• Task details:
All of the data below must be repeated exactly.

[START OF Data entries]

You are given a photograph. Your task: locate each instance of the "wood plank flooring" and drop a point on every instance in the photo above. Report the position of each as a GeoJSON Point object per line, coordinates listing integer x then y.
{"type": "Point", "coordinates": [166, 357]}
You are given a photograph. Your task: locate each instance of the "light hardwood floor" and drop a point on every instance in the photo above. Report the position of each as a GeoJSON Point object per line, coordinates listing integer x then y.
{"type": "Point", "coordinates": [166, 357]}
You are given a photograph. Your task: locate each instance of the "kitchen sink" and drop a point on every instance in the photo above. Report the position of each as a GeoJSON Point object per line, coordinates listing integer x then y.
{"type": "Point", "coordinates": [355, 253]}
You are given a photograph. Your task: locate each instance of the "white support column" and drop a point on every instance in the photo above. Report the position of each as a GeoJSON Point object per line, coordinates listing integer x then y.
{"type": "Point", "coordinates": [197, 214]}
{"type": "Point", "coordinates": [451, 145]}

[END OF Data entries]

• Complete answer:
You are given a photograph. Your task: locate each instance of the "wood plank flooring" and drop a point on every instance in the photo above. Report the position of each as a GeoJSON Point object per line, coordinates listing integer x then y.
{"type": "Point", "coordinates": [166, 357]}
You are given a photograph. Your task: locate each instance of the "light hardwood floor" and drop a point on every instance in the photo above. Report the position of each as a GeoJSON Point object per line, coordinates listing integer x then y.
{"type": "Point", "coordinates": [166, 357]}
You are given a photograph. Your task: locate each instance of the "kitchen sink" and drop a point on every instance in the photo above. Report the position of each as a GeoJSON Point object per line, coordinates listing integer x then y.
{"type": "Point", "coordinates": [355, 253]}
You are given a photograph. Your task: locate each instance of the "white support column" and drop a point on every instance in the photo above. Report the position of each as a GeoJSON Point object per line, coordinates listing integer x then y.
{"type": "Point", "coordinates": [197, 214]}
{"type": "Point", "coordinates": [451, 145]}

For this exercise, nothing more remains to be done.